Passage shown:
↓

7.620.

You know what’s odd to me? How people’s perspective and point of view–as limited as it honestly must be–becomes worldview. Call it a tide of circumstance, better airtime, what have you. We, as a race of humans, flock towards popularity and that in turn creates popular opinion. We are influenced by influencers. This is as it has always been. Joan of Arc, a 5’2 inch fireball of a peasant girl, who may have been clinically insane, became one of the most important figures of her age by sheer perspective and point of view. You see it everywhere. We, as individuals, often misinterpret the power such things have and whom they have power over.

Last week a Drake football teammate of my son make national news because he did the ‘Trump Dance’ as a football celebration and credited the dance to Trump. Last night Jon Jones did the same thing. This dance, wildly criticized by the media as evidence of the once and future president’s mental decay, has become a celebration that is catching hold.

I’m really done trusting promoted perspectives. Most talking heads don’t have a bleeding clue what they are talking about.

Some Thoughts:

  1. Drake lost. It was a terribly lackluster performance by the offense that truly hid the fact that my boy had his best game ever. He gets another shot to shine next week and I really hope he can show out.
  2. I’m feeling lackluster myself these last few weeks. I am not getting enough sleep and that is dimming my awareness and my energy level. At least I’m walking a mile almost every day.

7.619. Reflections on a Football Saturday

Well, Drake fell apart.

↑

Work item:
Write what comes next in the blog post about Drake football, picking up after "Well, Drake fell apart." The entries that come next are separate material, apart from the blog post.

(Stored data entries)
↓

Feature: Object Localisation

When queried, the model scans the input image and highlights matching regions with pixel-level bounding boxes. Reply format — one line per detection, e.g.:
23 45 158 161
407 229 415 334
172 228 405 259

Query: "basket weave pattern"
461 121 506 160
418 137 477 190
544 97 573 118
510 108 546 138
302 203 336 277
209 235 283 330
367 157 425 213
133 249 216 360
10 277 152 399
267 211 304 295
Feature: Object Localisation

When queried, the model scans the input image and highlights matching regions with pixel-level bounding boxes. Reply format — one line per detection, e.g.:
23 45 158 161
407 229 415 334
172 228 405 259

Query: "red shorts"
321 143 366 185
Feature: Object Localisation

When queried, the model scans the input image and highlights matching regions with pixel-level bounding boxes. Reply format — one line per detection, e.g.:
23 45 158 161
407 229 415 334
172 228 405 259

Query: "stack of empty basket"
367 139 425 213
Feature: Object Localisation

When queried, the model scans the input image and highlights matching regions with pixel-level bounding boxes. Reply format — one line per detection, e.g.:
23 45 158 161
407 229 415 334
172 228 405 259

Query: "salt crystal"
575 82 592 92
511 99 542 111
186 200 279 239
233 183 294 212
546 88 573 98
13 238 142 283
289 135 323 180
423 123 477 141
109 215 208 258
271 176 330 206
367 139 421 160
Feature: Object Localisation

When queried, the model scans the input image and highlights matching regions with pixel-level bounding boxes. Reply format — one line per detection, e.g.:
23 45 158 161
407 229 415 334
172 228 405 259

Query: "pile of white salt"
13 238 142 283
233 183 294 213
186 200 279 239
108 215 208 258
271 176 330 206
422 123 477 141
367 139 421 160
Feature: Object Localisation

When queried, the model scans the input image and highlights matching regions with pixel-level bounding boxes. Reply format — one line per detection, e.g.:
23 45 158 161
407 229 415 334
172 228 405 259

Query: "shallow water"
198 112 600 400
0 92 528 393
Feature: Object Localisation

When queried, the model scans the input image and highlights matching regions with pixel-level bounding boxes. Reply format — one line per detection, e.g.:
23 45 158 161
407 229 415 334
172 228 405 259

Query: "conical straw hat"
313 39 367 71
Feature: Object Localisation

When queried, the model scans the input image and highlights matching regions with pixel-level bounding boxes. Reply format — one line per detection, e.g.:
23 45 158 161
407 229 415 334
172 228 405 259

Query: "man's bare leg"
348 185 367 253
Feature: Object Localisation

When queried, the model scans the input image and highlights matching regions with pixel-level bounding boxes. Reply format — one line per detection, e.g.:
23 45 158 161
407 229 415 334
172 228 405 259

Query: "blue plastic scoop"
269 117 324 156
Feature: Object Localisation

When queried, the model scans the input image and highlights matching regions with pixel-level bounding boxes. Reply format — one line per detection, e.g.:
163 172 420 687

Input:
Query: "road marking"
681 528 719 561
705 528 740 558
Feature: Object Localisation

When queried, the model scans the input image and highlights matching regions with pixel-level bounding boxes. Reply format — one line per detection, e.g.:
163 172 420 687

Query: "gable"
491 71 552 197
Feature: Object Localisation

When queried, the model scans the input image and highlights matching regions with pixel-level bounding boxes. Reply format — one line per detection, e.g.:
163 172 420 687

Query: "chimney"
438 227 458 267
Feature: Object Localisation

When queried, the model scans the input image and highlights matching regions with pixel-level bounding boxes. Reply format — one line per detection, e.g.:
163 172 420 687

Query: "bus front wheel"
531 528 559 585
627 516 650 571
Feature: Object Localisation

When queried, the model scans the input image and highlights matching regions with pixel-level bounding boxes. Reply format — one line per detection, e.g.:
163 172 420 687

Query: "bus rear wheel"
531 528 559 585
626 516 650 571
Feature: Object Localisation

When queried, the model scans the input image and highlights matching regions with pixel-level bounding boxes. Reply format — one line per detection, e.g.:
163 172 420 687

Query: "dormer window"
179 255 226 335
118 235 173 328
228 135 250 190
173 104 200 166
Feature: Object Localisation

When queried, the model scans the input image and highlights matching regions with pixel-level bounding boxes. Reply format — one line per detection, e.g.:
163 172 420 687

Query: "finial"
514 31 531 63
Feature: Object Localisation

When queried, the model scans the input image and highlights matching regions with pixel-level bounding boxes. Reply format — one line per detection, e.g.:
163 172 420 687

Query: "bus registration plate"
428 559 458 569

↑

Written answer:
It was only a matter of time before the wheels fell off that offense. When you play a good defense and, on the other side, you don’t get the calls it puts you in a bad position. Drake is now in a very bad position. By losing this game they are now a one loss team in the PFL. A win against Stetson on the road still guarantees a PFL championship and an Automatic Qualification to the FCS Tournament. The problem is, again, the offense. These guys have to get a flow going again. They don’t have it. They are struggling with it a bit in all phases (a missed field goal –that may not have been a missed field goal– early in the game was the literal reason they lost).

Draining. Watching them is draining. Caring is draining. I am drained. Well, at least Colo won–convincingly at that. On to the next week.

Some Thoughts:

  1. I need some real alone time. I don’t live in a space where I get that. There is always someone around. I want some real time. Real quiet. Not a bunch. Just a few hours to really reset and get my mind right. I’m tired of feeling that someone is waiting on me, either to do stuff or to get out the way. I just need a moment to be still.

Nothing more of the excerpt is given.